Exercise 1 ::
In the column on winter and miscarriage, how many minutes of sunshine did the capital city see across the week?
Exercise 2 ::
Resume the column on winter and miscarriage after its final sentence.

Passage shown ::
/---

I sat down to write this week's column outraged.
With all that we are going through, we get slugged in the guts with the capital city seeing six minutes of sunshine across an entire week. I was livid but remembered this is a New Zealand winter, my first in 13-years. Grey skies, wet, depressing. But as I sat down ready to unleash my SAD-addled musings, another headline caught my attention.
I clicked for a nosey read of the intimate, yet public wishes Jools Oliver posted for her 20th wedding anniversary. I really like Jools Oliver. She is absolutely her own person and seems like she gets on and does the job in that British way.
Given the lovely Jools has borne five children you could be forgiven for thinking that she gets pregnant upon the mere sight of Jamie's discarded underpants.
It appears to be more complex than this, as she mentioned their five children and then their "5 little stars in the sky", and as soon as I read this I felt something.
A miscarriage is a big deal but it's not such a big deal that people should be scared or embarrassed to talk about it, or more importantly to listen about it. Like many of you, I lost a baby. On our second round of IVF my 7-week scan revealed a healthy little heart furiously beating.
After a long wait for blood test results to return over Christmas we impatiently revealed our news to friends joining us for New Year. It appeared our revelations were in vain because days later we discovered the baby had died four weeks earlier due to chromosomal abnormalities.
To this day I am grateful this little life had ceased before I got the results, so any heartbreaking decisions were taken out of our hands. It seems contrary that medicine can help get us get pregnant but still can't help us carry to term. With zeal we started prepping for another round and along the way, we toasted the little soul which wasn't to be.

\---

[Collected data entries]

/---

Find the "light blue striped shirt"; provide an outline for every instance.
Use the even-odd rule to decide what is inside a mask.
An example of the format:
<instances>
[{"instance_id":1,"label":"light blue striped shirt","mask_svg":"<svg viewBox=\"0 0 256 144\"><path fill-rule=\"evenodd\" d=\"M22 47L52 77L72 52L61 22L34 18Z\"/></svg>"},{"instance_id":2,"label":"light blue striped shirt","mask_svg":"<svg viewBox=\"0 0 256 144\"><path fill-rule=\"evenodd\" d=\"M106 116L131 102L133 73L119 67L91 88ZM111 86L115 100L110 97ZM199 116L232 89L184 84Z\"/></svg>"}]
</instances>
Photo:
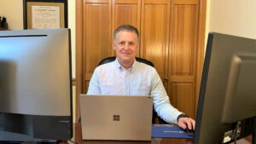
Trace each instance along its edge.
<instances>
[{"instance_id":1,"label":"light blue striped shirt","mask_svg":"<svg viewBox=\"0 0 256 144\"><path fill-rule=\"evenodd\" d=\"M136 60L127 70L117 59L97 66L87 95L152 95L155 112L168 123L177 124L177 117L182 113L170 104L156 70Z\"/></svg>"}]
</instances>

\---
/---

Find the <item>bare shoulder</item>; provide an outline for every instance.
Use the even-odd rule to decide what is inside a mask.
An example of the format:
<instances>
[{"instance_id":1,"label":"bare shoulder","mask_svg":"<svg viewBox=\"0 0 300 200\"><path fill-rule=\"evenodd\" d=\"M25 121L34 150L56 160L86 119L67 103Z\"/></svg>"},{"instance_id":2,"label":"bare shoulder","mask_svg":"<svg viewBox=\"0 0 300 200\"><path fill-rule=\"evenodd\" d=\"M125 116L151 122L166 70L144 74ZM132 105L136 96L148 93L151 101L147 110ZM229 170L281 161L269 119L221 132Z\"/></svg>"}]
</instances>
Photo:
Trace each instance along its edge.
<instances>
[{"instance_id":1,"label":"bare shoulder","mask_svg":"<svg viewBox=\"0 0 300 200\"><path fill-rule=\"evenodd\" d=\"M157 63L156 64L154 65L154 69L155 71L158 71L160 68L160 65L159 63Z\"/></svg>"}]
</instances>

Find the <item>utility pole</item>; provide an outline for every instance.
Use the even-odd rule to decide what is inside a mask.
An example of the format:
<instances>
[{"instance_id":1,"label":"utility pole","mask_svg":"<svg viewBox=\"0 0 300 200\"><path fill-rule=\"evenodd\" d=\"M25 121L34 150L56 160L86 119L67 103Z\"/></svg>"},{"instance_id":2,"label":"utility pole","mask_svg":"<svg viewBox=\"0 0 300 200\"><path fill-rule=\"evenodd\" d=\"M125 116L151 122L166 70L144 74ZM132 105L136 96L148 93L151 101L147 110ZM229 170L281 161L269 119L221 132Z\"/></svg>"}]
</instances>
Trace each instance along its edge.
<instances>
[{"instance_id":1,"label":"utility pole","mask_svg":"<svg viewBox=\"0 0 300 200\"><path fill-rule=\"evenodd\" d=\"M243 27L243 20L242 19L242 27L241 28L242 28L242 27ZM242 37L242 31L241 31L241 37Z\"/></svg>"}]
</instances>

\---

Response area 1 ::
Six minutes.

Response area 2 ::
I thought I handled it well, made peace with the universe and resolutely looked to the future of what would end up being our little family, but nearly five years later in Palm Springs, my first four nights alone since before I was pregnant and after a vibrational drum circle, I accepted I hadn't finished grieving. Eventually, the tears flowed for my lost baby even though I had a perfectly healthy preschooler sitting at home with Daddy, one who lights up my days and occasionally lights up my nights.
The thing about miscarriages is that despite feeling like it at the time, you are not alone.
The quest to become a parent and then being one, whilst inordinately lonely at times, is a team journey. More of us than you'd think face difficulties having children and with our children. We are all tired. And it's not limited to us mere mortals. Jools may have the financial horsepower for more treatment, but it doesn't make her immune to the struggle to conceive and carry a baby to full term.
The NZ Herald series, Misconceptions, reminds us miscarriage can happen to any of us.
In a time where every one of us is facing turmoil, pregnancies and births are shining lights. Conversely, when things go wrong you can feel more isolated. Just because we are in the grip of a pandemic it doesn't mean that your pain and frustration is diminished.
Take heart that you are not alone and that if you reach out just a little, support will come your way. We are in this parenting journey together. Good luck.